*Extract provided*.
▬▬▬

Yesterday he topped that increase with an additional pounds 120m for the UK next year, representing the first instalment of the pounds 430m. However, this time the cash is to be spent on the NHS's two front doors - casualty departments and GPs' surgeries. The money will be used to "upgrade every single accident and emergency department which needs it in every part of the country", Mr Brown said. That follows hard on the heels of the pounds 30m allocated by the Department of Health for the same purpose only last month.
It will also be used - although how the pounds 120m was to be divided was unclear last night - to upgrade GP surgeries, some of which have not come far since they were described 20 years ago by a former health secretary as "like gangers' huts under the railway arches".
The NHS Confederation, representing health authorities and trusts, said the boost to capital spending represented a 10 per cent increase in the contribution from the Treasury (the rest coming from the private sector via the Private Finance Initiative).

▬▬▬

*Records provided*.
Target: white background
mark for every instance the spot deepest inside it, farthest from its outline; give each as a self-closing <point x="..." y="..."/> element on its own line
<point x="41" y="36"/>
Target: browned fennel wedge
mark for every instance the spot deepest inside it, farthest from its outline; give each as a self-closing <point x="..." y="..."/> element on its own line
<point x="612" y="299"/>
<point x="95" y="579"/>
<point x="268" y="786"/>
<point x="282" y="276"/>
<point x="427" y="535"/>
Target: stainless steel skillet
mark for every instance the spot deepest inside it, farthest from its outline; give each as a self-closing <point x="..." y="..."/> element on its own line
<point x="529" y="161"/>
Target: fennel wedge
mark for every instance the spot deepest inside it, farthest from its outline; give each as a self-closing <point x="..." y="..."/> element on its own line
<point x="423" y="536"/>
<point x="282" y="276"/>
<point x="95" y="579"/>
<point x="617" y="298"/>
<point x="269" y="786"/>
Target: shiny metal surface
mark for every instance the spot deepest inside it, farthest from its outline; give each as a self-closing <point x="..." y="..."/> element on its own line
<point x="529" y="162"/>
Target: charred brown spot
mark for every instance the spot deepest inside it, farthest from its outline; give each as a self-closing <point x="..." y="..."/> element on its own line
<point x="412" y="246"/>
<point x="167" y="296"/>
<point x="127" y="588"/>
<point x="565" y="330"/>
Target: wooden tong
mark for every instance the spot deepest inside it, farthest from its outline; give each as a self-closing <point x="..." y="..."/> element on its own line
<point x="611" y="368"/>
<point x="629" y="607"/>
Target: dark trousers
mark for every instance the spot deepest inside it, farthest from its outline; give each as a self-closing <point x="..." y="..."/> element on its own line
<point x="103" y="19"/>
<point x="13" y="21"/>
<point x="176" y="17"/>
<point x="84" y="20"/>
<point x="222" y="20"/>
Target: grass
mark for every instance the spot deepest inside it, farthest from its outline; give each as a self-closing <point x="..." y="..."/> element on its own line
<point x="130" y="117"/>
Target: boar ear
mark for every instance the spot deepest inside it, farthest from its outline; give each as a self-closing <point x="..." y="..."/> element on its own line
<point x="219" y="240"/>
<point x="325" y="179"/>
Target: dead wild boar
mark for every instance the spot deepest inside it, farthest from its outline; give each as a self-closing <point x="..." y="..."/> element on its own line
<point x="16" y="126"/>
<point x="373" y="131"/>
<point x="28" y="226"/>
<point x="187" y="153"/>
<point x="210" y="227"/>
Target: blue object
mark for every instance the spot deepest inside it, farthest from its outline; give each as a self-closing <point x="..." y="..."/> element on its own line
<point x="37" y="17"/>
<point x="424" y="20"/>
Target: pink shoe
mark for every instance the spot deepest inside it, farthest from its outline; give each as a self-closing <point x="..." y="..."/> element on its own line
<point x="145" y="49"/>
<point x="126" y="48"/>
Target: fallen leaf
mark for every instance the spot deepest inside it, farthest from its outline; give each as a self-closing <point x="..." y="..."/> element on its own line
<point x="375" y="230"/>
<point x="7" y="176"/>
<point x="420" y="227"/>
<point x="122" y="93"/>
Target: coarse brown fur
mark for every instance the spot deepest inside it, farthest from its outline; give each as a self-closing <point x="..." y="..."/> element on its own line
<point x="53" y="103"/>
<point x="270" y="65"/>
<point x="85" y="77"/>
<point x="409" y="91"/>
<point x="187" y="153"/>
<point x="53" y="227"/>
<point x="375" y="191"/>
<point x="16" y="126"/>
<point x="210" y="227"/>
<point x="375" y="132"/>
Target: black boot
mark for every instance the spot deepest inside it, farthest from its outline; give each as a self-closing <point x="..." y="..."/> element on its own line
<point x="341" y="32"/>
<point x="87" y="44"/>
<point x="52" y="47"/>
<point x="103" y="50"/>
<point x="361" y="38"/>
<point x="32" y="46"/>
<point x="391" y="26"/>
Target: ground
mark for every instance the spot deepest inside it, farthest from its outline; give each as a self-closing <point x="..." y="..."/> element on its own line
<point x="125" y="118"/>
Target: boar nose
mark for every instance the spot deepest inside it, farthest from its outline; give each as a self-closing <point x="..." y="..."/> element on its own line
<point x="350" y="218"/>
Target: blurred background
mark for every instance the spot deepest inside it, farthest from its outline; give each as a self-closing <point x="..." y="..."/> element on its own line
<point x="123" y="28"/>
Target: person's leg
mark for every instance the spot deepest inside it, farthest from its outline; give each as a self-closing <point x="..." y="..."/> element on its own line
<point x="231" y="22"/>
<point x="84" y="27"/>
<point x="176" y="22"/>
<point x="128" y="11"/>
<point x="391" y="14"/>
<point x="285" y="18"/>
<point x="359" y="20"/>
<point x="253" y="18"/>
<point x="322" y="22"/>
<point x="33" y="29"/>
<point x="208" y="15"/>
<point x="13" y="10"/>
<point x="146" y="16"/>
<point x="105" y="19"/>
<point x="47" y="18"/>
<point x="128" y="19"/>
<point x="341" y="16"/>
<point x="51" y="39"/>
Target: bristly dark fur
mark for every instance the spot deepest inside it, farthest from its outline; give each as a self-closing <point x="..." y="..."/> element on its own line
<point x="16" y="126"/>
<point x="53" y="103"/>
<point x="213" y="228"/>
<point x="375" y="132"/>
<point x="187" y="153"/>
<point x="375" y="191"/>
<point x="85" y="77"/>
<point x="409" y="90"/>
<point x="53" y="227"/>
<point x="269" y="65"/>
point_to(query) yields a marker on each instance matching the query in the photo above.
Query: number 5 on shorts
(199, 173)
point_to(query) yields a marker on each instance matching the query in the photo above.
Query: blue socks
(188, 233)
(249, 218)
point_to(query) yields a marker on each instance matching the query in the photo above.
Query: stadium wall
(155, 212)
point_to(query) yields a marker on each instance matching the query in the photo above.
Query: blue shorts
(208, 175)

▬▬▬

*Required action*.
Transcribe the passage from the NHS funding article word for word, beginning at the words "The NHS Confederation, representing" and stopping after "Private Finance Initiative).".

*Written solution*.
The NHS Confederation, representing health authorities and trusts, said the boost to capital spending represented a 10 per cent increase in the contribution from the Treasury (the rest coming from the private sector via the Private Finance Initiative).